═════ Information given ═════

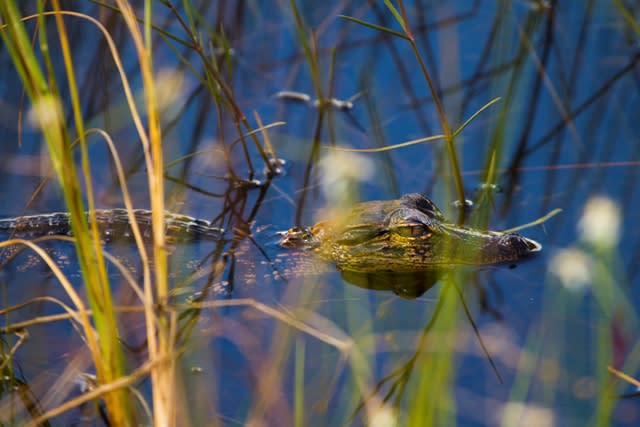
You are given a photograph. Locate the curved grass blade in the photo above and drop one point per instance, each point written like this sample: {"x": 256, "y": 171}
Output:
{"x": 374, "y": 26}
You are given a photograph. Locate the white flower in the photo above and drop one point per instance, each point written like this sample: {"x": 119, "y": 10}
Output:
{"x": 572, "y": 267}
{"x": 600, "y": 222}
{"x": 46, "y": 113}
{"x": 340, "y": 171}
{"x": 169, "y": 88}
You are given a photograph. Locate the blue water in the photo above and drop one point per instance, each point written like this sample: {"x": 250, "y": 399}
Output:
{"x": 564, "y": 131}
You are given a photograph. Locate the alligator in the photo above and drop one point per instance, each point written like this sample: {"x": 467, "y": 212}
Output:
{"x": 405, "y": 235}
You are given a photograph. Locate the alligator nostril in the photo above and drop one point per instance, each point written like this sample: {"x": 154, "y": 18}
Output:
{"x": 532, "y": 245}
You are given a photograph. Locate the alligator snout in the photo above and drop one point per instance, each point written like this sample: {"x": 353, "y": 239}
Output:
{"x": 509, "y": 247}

═════

Every line above should be transcribed word for word; leave the pictures out.

You are given a photograph. Locate the curved grass blade in the photo above and drop one point per instance, each point written like this sample: {"x": 256, "y": 171}
Output:
{"x": 374, "y": 26}
You are given a photograph. Locate the white flower in the photo above and drop one point per instance, each point written like this sample: {"x": 119, "y": 10}
Output:
{"x": 572, "y": 267}
{"x": 600, "y": 222}
{"x": 46, "y": 113}
{"x": 340, "y": 171}
{"x": 169, "y": 88}
You are given a photograph. Locate the blue water in the photo above and drop one point per instance, each point written like this sample: {"x": 250, "y": 399}
Output:
{"x": 564, "y": 131}
You are given a photograph. Locate the alligator in the photo above and drop one point per instance, each point written like this sample: {"x": 467, "y": 212}
Output:
{"x": 405, "y": 235}
You are given a photograph. Locate the alligator nostril in the photo above and drop one point per instance, each point written like this sample: {"x": 154, "y": 18}
Output:
{"x": 532, "y": 245}
You are given a photograph. Locate the alligator snout in the photo above and drop one point per instance, each point written like this sample: {"x": 353, "y": 239}
Output:
{"x": 509, "y": 247}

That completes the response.